##### PASSAGE PROVIDED #####
Happy New Year!
Happy New Year and Merry Christmas! (Although I'm not counting it as 2021 yet until Jan. 20th.) I hope it's a much better year than last year. At least plans won't be cancelled this year as probably we all know better now not to make plans in the first place.
Sometimes one good person can make or break an adventure.
I owe this adventure to the owner of the Irifune hotel.
At first Yossi and I spent the holidays cleaning the house, then relaxing with our relatives. Snow fell lightly amidst a scattering of clouds that sometimes sent sharp beams of sunlight to prevent the white fluff from piling up, and sometimes covered the sun long enough for it to stick. The sun and snow played tug of war for two days while we played hide-and-seek, made skype calls, made cookies, decorated the house in paper snowflakes, practiced piano and calligraphy, and ate heartily. But on the third day, the snow was gone, the kids needed to do their winter break homework, and Yossi and I decided not to overstay our welcome.
We left the house with absolutely no plan whatsoever. I was actually pining for Kobe, struggling with my need to meet up with old friends, versus the fear of Covid. Somehow, in the next hour, we went from driving through the mountains wondering what to do, to being on a ferry heading toward the island of Shodoshima.
#####
■ ASSIGNED TASK ■
Continue the holiday travel post about the ferry trip to Shodoshima from the point where it stops. The entries that follow were drawn from a separate source.
##### PROVIDED RECORDS #####
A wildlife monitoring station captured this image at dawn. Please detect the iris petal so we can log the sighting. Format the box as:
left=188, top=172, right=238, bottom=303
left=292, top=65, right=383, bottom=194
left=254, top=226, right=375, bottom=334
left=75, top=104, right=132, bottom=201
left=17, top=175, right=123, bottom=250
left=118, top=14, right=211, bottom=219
#####
■ THE ANSWER ■
Shodoshima is not so far from where I live. I can see it from the top of my mountain. It's very large, and volcanic in origin. But the ferry from my town doesn't go there directly. We left from Okayama port. The ride was smooth and the sea was such a deep blue you wouldn't know the season from looking at it.
On arrival, I asked Yossi to drive me to the highest mountain. We passed olive groves where the imported plants are grown for oil. We passed a giant sculpture of Kannon, her white figure facing the southern sun and her hand raised in a gesture of openness. We arrived at a cliff with a view of the sea and the islands to the south, framed by great cliffs of ancient volcanic rock rising from a carpet of trees. I wanted to walk those cliffs and take pictures of the rocks, but snow started to fall. It was late in the day. We could either go home or get a hotel. We attempted the latter.
The first three places we called were closed or full, but the third one had just had three out-of-town groups cancel due to Covid. The man on the phone spoke casually, and said he'd give us the best room of the house. He warned that there weren't any restaurants open on a holiday, but that if we could get dinner from the local grocery, he'd give us drinks at the bar.
Yossi raised an eyebrow at me.
"Sounds like fun!" I said.
We arrived at a beach side motel, with the rooms being individual tiny houses. Ours had a great view of the sea, the stars, and a strip of connected islands and rocks that were now separated because of the high tide. The owner and his wife were so excited for us to be there. We had to get our temperature taken and fill out some contact forms, but we were the only ones staying that night and I didn't feel nervous about Covid at all.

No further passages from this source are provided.